** PROBLEM STATEMENT **
Rewrite the records below as a numbered list, beginning at the line that contains "Where can the woman's" and stopping after the last line of the records. Leave out any blank lines.
— BEGIN —
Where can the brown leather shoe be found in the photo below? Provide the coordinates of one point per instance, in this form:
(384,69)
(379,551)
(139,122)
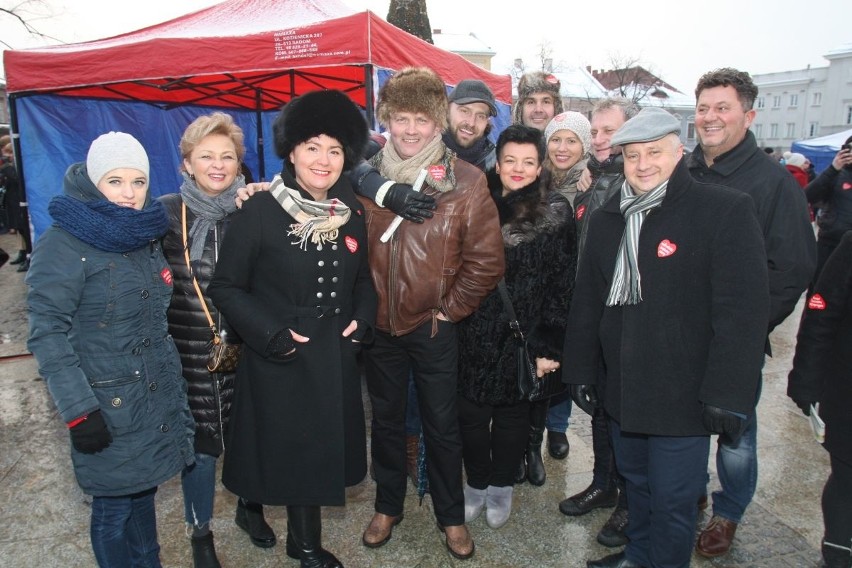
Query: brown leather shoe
(716,538)
(380,530)
(459,542)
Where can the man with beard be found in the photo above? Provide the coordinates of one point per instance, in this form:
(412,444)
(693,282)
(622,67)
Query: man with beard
(728,155)
(471,108)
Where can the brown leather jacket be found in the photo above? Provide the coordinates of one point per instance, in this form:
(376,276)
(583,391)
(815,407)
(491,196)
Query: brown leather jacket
(447,264)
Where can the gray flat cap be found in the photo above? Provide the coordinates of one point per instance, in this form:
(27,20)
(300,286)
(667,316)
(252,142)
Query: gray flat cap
(650,124)
(473,91)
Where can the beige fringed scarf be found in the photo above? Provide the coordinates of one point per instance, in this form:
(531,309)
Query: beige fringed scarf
(316,221)
(400,170)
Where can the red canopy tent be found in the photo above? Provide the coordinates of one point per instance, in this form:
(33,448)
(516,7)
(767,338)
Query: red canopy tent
(248,57)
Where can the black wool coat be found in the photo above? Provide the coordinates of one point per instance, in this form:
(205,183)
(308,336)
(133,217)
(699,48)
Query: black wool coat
(698,334)
(541,258)
(297,434)
(209,394)
(822,366)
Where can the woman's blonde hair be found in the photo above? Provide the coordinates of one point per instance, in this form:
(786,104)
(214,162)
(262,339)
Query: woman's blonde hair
(214,123)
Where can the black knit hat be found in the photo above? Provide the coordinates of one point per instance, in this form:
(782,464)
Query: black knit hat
(321,112)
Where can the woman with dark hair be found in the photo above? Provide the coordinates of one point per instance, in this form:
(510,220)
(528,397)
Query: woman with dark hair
(212,151)
(538,237)
(820,378)
(293,282)
(99,288)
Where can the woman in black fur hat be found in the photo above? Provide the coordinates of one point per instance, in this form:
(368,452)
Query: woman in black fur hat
(293,282)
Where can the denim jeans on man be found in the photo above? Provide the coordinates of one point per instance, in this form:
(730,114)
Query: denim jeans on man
(124,531)
(199,489)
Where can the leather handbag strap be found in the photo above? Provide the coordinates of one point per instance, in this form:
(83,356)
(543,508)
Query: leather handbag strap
— END —
** ANSWER BELOW **
1. Where can the woman's blonde hair be found in the photo above? Provide the coordinates of one point per instance, in this form:
2. (786,104)
3. (214,162)
4. (262,339)
5. Query: woman's blonde hair
6. (214,123)
7. Where can the black knit hat be found in the photo above? Provide the coordinates of one point per instance, in this form:
8. (782,464)
9. Query: black knit hat
10. (321,112)
11. Where can the woman with dark hair be found in the photo above? Provide the coordinates of one point per instance, in this form:
12. (510,220)
13. (528,397)
14. Query: woman with dark hair
15. (212,151)
16. (538,237)
17. (820,378)
18. (293,282)
19. (99,288)
20. Where can the woman in black fur hat be found in the photo above? Provide the coordinates of one point per instance, in this form:
21. (368,452)
22. Query: woman in black fur hat
23. (293,282)
24. Where can the denim jeans on man be found in the photo above? Provide the coordinates of one point per instance, in this form:
25. (730,114)
26. Query: denim jeans on man
27. (124,531)
28. (199,489)
29. Where can the leather handbag strap be found in the photo above? Provide the coordinates of one point per instance, in this form:
30. (83,356)
31. (543,508)
32. Query: leather handbag strap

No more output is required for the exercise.